## What the exercise asks
Output the data word for word, dropping every image.

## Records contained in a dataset
--- START ---
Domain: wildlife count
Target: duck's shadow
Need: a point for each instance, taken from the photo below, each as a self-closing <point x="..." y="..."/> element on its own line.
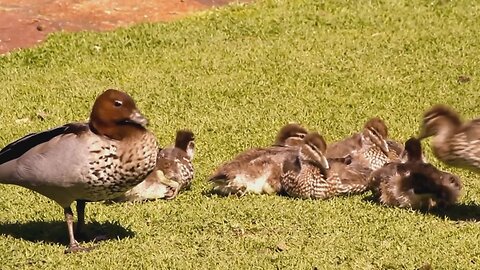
<point x="55" y="232"/>
<point x="458" y="212"/>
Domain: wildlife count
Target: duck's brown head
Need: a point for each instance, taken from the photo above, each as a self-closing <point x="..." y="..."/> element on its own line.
<point x="115" y="115"/>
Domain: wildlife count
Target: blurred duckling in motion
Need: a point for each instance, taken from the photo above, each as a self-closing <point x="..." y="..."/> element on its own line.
<point x="454" y="142"/>
<point x="414" y="183"/>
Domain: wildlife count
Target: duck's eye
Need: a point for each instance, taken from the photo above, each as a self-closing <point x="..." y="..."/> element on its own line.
<point x="118" y="103"/>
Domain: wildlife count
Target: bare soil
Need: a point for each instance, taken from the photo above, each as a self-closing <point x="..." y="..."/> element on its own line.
<point x="25" y="23"/>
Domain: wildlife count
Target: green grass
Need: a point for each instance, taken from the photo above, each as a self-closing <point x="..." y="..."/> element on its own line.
<point x="234" y="76"/>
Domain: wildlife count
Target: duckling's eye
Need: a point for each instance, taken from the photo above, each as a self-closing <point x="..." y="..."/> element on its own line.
<point x="117" y="103"/>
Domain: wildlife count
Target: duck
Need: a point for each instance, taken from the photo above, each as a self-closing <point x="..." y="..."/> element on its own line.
<point x="257" y="170"/>
<point x="84" y="162"/>
<point x="305" y="175"/>
<point x="414" y="183"/>
<point x="173" y="172"/>
<point x="370" y="147"/>
<point x="454" y="142"/>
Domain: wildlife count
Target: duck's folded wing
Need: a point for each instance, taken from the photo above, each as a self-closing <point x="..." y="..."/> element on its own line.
<point x="22" y="145"/>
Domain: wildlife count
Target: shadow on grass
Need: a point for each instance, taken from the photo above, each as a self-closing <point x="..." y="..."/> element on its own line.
<point x="457" y="212"/>
<point x="55" y="232"/>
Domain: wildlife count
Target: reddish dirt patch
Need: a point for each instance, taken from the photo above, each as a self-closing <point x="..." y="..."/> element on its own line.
<point x="24" y="23"/>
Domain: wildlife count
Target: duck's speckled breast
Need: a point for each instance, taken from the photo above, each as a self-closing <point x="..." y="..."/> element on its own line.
<point x="117" y="166"/>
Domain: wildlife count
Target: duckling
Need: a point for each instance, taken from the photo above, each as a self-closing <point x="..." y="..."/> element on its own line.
<point x="351" y="176"/>
<point x="414" y="183"/>
<point x="257" y="170"/>
<point x="305" y="174"/>
<point x="290" y="135"/>
<point x="369" y="147"/>
<point x="173" y="173"/>
<point x="84" y="162"/>
<point x="455" y="143"/>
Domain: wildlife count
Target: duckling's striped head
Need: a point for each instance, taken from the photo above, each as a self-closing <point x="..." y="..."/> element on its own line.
<point x="375" y="131"/>
<point x="313" y="150"/>
<point x="291" y="135"/>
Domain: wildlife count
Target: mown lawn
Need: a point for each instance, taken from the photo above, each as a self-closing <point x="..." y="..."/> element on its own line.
<point x="234" y="76"/>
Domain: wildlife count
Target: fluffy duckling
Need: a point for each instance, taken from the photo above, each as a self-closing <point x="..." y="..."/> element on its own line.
--- END ---
## Exercise answer
Domain: wildlife count
Target: duck's shadow
Need: a point for each instance, taken from the photo below, each as a self-closing <point x="..." y="..."/> element on its own line.
<point x="55" y="232"/>
<point x="458" y="212"/>
Domain: wildlife count
Target: duck's brown head
Need: a point for each instance, taken from the photo above, each as a self-closing <point x="..." y="..."/> element on its own line.
<point x="115" y="115"/>
Domain: wildlife count
Target: blurred duckling in motion
Need: a point for each instance, taken from the photo above, each as a self-closing <point x="..." y="..."/> element on its own line.
<point x="454" y="142"/>
<point x="414" y="183"/>
Domain: wildlife count
Target: duck's eye
Need: a point for each instance, taken from the photo above, each as a self-closing <point x="..." y="..."/> element on its own line.
<point x="118" y="103"/>
Domain: wildlife count
Target: bare soil
Need: a point for each instance, taken from the photo above, each as a self-closing <point x="..." y="..."/> element on its own line.
<point x="25" y="23"/>
Domain: wildlife count
Target: green grass
Need: a point for each instance, taken from the photo above, each as a self-closing <point x="..." y="..."/> element on its own line.
<point x="234" y="76"/>
Domain: wildlife count
Target: duckling's eye
Need: a point for each instance, taken from the photo above, each as a self-closing <point x="..." y="..."/> element on its own line.
<point x="117" y="103"/>
Domain: wildlife count
Target: duck
Need: a point for each instance, taken from the photo above, each as a self-closing <point x="..." y="..."/> element on its own line.
<point x="257" y="170"/>
<point x="84" y="162"/>
<point x="305" y="175"/>
<point x="414" y="183"/>
<point x="173" y="172"/>
<point x="370" y="147"/>
<point x="454" y="142"/>
Domain: wildlife count
Target: duck's folded wing
Need: a point for each instance, taken from the photo above, each as a self-closing <point x="..." y="..."/> element on its own line.
<point x="22" y="145"/>
Domain: wildlife count
Target: shadow on grass
Need: a point for each instance, taken from the photo above, each as a self-closing <point x="..." y="..."/> element on its own line.
<point x="457" y="212"/>
<point x="55" y="232"/>
Domain: wildlife count
Target: reddish dirt patch
Need: a point for each instance, taken from the photo above, each as a self-closing <point x="..." y="..."/> element on its own line.
<point x="24" y="23"/>
Domain: wildlife count
Target: duck's speckled breast
Need: a point for each instance, taken from the photo above, each as a self-closing <point x="..." y="..."/> element on its own line.
<point x="117" y="166"/>
Domain: wildlife count
Target: duckling
Need: a point for each instance, taken from the photo above, each as a self-closing <point x="..." y="..."/> element on its own line.
<point x="351" y="176"/>
<point x="414" y="183"/>
<point x="257" y="170"/>
<point x="305" y="174"/>
<point x="290" y="135"/>
<point x="369" y="147"/>
<point x="173" y="173"/>
<point x="84" y="162"/>
<point x="455" y="143"/>
Domain: wildlife count
Target: duckling's striped head
Need: a point for each instance, taken from the photo above, each as a self-closing <point x="..." y="..."/> element on its own line.
<point x="375" y="131"/>
<point x="313" y="150"/>
<point x="291" y="135"/>
Domain: wildlife count
Target: mown lawn
Need: a point for each instance, taken from the photo above, each as a self-closing <point x="..." y="..."/> element on its own line.
<point x="234" y="76"/>
Domain: wildlife count
Target: fluffy duckling
Need: a point for each instance, taken from the photo above, each as a self-closing <point x="..." y="..."/> element on its own line.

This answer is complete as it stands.